Directions>
Return the records that follow, unchanged and complete.

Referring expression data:

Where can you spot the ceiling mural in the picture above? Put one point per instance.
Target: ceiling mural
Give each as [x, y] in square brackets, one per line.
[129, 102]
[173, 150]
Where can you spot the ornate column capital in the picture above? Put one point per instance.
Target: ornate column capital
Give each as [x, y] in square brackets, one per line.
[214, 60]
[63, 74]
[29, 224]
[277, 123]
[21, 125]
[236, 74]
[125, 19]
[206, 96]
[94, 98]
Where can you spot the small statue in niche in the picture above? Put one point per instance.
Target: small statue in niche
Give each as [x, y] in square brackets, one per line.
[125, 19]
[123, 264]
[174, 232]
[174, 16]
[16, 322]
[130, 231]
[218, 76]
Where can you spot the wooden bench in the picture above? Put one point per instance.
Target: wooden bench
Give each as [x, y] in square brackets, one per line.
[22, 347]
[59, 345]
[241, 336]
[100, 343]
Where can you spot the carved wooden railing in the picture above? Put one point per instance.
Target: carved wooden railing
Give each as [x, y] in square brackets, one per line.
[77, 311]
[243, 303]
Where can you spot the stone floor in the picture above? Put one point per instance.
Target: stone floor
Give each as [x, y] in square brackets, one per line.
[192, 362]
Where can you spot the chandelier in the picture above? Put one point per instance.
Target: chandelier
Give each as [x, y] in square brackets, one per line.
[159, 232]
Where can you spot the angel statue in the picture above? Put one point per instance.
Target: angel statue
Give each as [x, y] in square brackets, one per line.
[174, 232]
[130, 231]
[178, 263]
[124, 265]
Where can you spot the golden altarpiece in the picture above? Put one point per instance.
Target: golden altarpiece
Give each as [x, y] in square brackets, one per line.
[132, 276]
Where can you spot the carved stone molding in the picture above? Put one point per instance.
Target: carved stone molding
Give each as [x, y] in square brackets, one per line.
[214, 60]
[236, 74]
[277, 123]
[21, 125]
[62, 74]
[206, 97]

Output for this task>
Where can you spot the ceiling mural in the picture above? Put one point per instance.
Target: ceiling mural
Give each as [x, y] in square brackets, one per line.
[129, 102]
[173, 150]
Where can you spot the ornate column capital in the picture above? Put one point per instance.
Target: ornate column capital
Give each as [x, y] in square brackets, one per line.
[214, 60]
[63, 74]
[29, 224]
[277, 123]
[21, 125]
[236, 74]
[125, 19]
[206, 96]
[94, 98]
Where can you spot the small statue in niche in the picture above? Put one point per instance.
Target: small statue in niche
Give each as [x, y] in square brackets, one per line.
[125, 19]
[123, 264]
[174, 232]
[174, 16]
[16, 322]
[130, 231]
[218, 76]
Where can you spot the wooden bench in the picture above? Put one point per instance.
Target: wooden bench
Give each as [x, y] in square brackets, one per line.
[22, 347]
[59, 345]
[241, 336]
[100, 343]
Where can you spot the carved wooden railing in the picture above? Put one point per instance.
Target: carved wooden railing
Give each as [x, y] in square brackets, one per line.
[77, 311]
[243, 303]
Where can you spot the stone floor in the picture above? Put one point per instance.
Target: stone floor
Give each as [x, y] in square brackets, one per line.
[192, 362]
Where can you spot the chandelier in the picture above? Put one point per instance.
Target: chandelier
Give each as [x, y] in square brackets, one per line.
[159, 232]
Where can you spot the angel statue in the picture above? Put one point per instance.
Target: angel statue
Give each as [x, y] in square brackets, one per line.
[174, 232]
[130, 231]
[178, 263]
[124, 265]
Where can you spot the golden altarpiece in the picture above? Put one point per instance.
Target: golden altarpiece
Give each as [x, y] in square brackets, one per line.
[132, 276]
Where can you spot the carved stone molding in the picture above? Put one point per instance.
Target: carved stone molding
Give each as [x, y] in square brackets, one per line.
[214, 60]
[236, 74]
[277, 123]
[21, 125]
[62, 74]
[206, 97]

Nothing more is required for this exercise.